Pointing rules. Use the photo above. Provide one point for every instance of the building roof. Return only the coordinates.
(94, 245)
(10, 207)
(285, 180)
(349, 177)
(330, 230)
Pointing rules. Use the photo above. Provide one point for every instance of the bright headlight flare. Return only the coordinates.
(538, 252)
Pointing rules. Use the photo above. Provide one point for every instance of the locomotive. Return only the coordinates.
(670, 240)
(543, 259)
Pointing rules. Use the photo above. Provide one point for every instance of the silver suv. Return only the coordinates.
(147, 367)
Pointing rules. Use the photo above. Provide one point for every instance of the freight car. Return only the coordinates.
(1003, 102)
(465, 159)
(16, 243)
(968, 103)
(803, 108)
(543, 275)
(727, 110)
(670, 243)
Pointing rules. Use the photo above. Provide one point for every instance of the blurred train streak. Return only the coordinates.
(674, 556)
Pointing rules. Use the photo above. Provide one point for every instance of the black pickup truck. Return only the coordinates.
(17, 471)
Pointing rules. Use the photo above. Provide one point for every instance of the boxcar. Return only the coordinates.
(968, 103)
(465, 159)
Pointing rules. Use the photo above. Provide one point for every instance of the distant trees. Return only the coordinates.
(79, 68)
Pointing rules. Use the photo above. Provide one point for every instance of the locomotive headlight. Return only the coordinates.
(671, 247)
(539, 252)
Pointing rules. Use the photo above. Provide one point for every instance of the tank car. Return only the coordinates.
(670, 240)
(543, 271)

==

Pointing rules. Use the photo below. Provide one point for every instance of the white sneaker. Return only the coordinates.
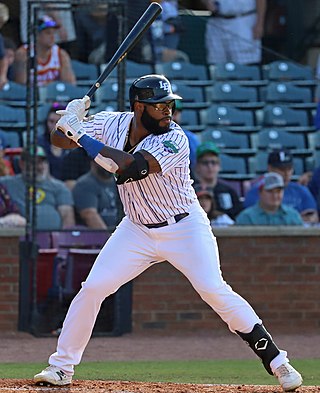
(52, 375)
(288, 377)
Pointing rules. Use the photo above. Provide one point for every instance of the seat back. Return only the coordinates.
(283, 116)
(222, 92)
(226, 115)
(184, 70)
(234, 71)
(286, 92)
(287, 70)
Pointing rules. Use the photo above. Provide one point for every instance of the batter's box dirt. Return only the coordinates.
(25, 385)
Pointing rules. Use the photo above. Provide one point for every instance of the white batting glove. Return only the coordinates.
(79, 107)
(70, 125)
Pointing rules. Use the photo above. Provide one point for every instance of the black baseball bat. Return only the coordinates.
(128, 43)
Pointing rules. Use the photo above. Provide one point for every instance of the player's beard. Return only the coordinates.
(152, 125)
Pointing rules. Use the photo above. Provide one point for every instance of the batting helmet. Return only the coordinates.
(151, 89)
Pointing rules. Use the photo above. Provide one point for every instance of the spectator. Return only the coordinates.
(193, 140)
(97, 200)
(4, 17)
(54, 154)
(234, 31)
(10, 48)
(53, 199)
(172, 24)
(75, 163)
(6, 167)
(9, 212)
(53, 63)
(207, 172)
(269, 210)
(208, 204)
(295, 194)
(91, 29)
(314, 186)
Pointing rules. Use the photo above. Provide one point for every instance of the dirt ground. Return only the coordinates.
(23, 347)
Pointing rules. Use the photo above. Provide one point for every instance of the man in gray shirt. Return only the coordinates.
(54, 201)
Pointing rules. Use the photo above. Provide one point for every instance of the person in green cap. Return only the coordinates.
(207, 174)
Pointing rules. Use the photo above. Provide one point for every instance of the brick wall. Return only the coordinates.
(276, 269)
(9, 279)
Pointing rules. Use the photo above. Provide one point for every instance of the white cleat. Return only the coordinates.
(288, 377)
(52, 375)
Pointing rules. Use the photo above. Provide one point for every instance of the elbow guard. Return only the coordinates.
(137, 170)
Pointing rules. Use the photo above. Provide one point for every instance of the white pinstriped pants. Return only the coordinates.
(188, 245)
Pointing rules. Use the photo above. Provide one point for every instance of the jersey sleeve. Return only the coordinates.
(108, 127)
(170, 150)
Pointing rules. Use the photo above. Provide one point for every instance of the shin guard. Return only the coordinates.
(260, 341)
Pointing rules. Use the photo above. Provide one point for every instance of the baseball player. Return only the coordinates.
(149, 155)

→ Your objective: How many rows above contain the string "locomotive" with the case matching exactly? Reply with the number only.

→ Task result: 2